Chechen-born Tsarnaev brothers had plans to attack the iconic Times Square in New York after they shocked the US by twin blasts in Boston last week that killed three persons and wounded more than 200 others.
New York City Mayor Michael Bloomberg and City Police Commissioner Ray Kelly said the Tsarnaev brothers -- Tamerlan and Dzhokhar -- had additional explosives with which they were planning to create havoc at the crowded Times Square.
The information was obtained by the FBI during the interrogation of Dzhokhar, 19, who was arrested by the police at a Boston neighborhood last Friday. His elder brother was killed in a police exchange of fire last week.
"Last night, we were informed by the FBI that the surviving attacker revealed that New York City was next on their list of targets. He told the FBI, apparently, that he and his brother had intended to drive to New York and designate additional explosives in Times Square," Bloomberg told reporters at a crowded news conference in New York.
"They had built these additional explosives, and we know they had the capacity to carry out the attacks," he said.
Police foiled the alleged plan by killing Tamerlan in a shootout and arresting Dzhokhar last week.
If, God forbid, they had arrived in New York City and gone to Times Square, one thing for sure, they would have seen an enormous police presence, but they would not have seen extensive networks of cameras that are part of the security initiative to help police identify suspicious movements, such as packages left unintended on the streets, the Mayor said.
According to the Police Commissioner Kelly, Dzhokhar, who was captured alive, initially told investigators that he and his brother decided after the Boston bombings that would go to New York City to "party." But they quickly changed their mind.
"A subsequent questioning of Dzhokhar revealed that he and his brother decided spontaneously on Times Square as a target. They would drive to Times Square that same night. They discussed this while driving around in a Mercedes SUV that they had hijacked after they shot and killed an MIT police officer in Cambridge, Dzhokhar said," Kelly told reporters.

[Natural language descriptions of regions]
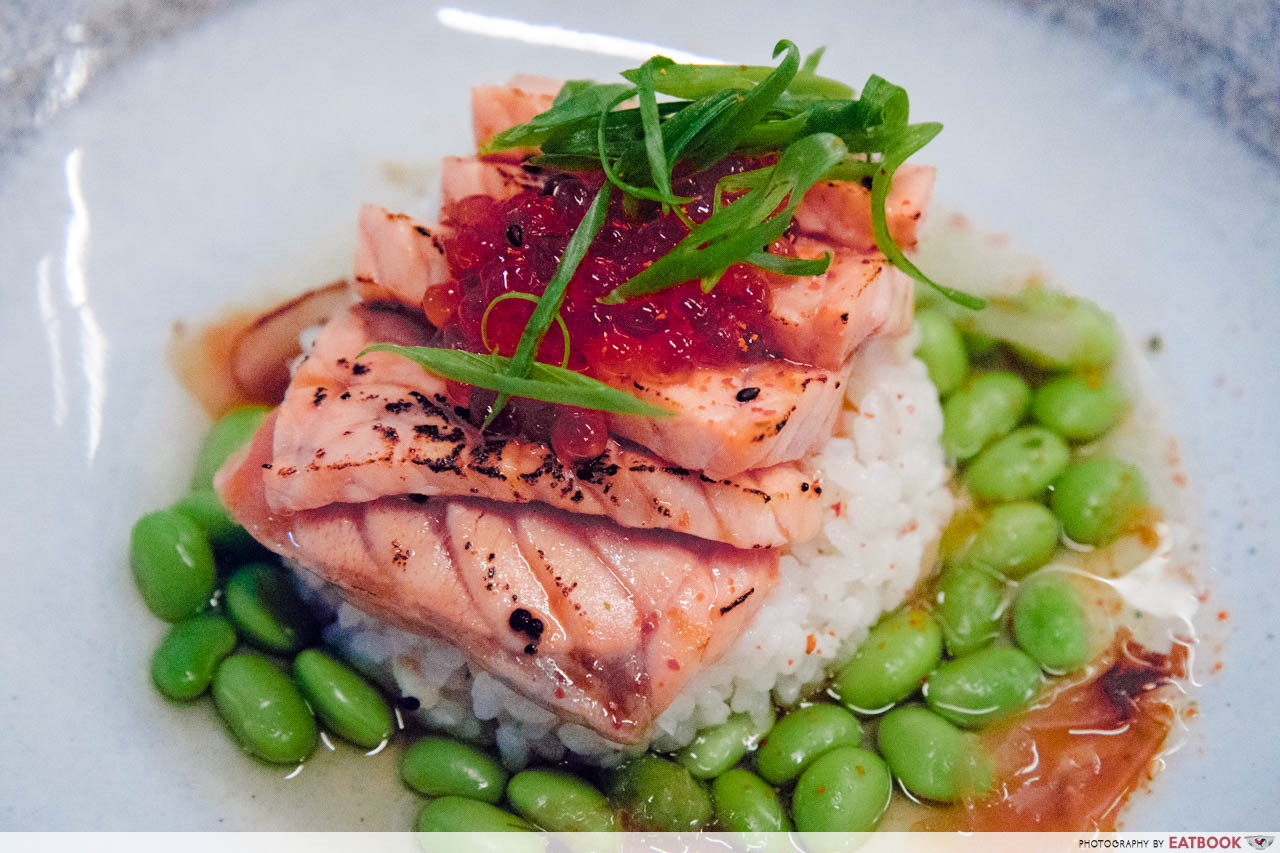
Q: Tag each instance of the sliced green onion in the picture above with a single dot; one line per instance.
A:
(543, 382)
(528, 297)
(549, 304)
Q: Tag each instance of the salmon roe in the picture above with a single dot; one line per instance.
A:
(515, 246)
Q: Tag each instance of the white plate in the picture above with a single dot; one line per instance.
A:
(229, 162)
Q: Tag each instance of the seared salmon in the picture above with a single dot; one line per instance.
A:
(357, 430)
(599, 623)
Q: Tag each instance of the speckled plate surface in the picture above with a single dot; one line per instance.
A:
(228, 160)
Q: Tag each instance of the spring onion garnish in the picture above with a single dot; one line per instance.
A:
(544, 382)
(818, 129)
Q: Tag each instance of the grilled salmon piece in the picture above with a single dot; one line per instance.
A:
(397, 256)
(840, 213)
(353, 430)
(598, 623)
(822, 319)
(499, 179)
(734, 419)
(497, 108)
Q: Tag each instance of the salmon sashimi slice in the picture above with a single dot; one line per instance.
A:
(498, 179)
(497, 108)
(397, 256)
(734, 419)
(840, 213)
(598, 623)
(823, 319)
(356, 430)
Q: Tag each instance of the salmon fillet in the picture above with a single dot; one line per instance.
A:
(598, 623)
(397, 256)
(734, 419)
(357, 430)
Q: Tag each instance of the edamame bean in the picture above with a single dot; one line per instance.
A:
(977, 688)
(661, 796)
(264, 606)
(444, 767)
(1077, 409)
(846, 790)
(561, 802)
(978, 345)
(347, 703)
(931, 757)
(970, 605)
(800, 737)
(206, 509)
(983, 409)
(1020, 465)
(941, 350)
(1050, 623)
(746, 803)
(891, 662)
(465, 815)
(228, 434)
(1050, 329)
(718, 748)
(183, 664)
(173, 565)
(1096, 498)
(1013, 539)
(264, 710)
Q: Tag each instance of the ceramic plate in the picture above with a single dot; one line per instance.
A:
(225, 165)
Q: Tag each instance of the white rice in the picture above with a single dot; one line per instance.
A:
(885, 479)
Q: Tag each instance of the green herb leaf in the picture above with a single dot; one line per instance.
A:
(737, 229)
(790, 265)
(577, 99)
(549, 304)
(543, 382)
(691, 82)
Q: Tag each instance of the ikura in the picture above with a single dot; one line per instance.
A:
(515, 246)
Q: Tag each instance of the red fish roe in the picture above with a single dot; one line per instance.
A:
(515, 247)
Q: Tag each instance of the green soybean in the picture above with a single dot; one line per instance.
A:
(1096, 498)
(981, 687)
(1020, 465)
(263, 603)
(444, 767)
(1050, 623)
(970, 609)
(1077, 409)
(846, 790)
(1050, 329)
(264, 710)
(1013, 539)
(931, 757)
(983, 409)
(659, 796)
(464, 815)
(183, 664)
(891, 662)
(979, 345)
(561, 802)
(746, 803)
(718, 748)
(228, 434)
(941, 350)
(348, 705)
(173, 565)
(800, 737)
(206, 509)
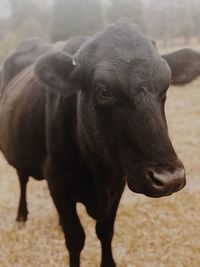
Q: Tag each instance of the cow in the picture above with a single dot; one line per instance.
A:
(32, 48)
(93, 121)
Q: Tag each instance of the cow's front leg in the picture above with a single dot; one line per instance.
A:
(105, 230)
(73, 230)
(22, 209)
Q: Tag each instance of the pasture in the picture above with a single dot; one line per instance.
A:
(148, 232)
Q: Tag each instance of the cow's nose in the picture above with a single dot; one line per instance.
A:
(166, 181)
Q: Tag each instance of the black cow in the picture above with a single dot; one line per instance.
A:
(91, 122)
(29, 50)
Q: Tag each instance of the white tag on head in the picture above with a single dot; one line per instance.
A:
(74, 62)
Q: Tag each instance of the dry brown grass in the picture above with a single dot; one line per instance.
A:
(149, 232)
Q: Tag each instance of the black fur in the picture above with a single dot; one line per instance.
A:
(89, 126)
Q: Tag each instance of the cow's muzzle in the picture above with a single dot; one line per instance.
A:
(159, 182)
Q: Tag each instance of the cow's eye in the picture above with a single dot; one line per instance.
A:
(103, 94)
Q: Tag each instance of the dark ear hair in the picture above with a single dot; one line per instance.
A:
(57, 71)
(184, 64)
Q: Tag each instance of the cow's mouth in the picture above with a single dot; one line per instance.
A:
(160, 184)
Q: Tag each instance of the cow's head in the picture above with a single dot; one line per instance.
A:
(121, 83)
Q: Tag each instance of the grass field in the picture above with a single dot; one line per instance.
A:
(148, 233)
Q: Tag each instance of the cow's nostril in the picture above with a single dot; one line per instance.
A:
(155, 179)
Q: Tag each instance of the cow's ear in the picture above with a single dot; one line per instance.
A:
(57, 71)
(184, 64)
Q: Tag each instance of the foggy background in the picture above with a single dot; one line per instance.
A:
(170, 21)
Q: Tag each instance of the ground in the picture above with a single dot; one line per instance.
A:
(149, 232)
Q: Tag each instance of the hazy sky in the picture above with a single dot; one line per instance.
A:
(5, 11)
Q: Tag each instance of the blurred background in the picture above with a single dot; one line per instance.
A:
(149, 232)
(170, 22)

**Problem details**
Answer these questions from the news report on the Times Square plan, one answer per line:
(a) How old is Dzhokhar?
(b) According to Kelly, what did Dzhokhar initially say he and his brother would go to New York City to do?
(c) In what vehicle did the brothers discuss Times Square as a target?

**Task output**
(a) 19
(b) To "party"
(c) A Mercedes SUV that they had hijacked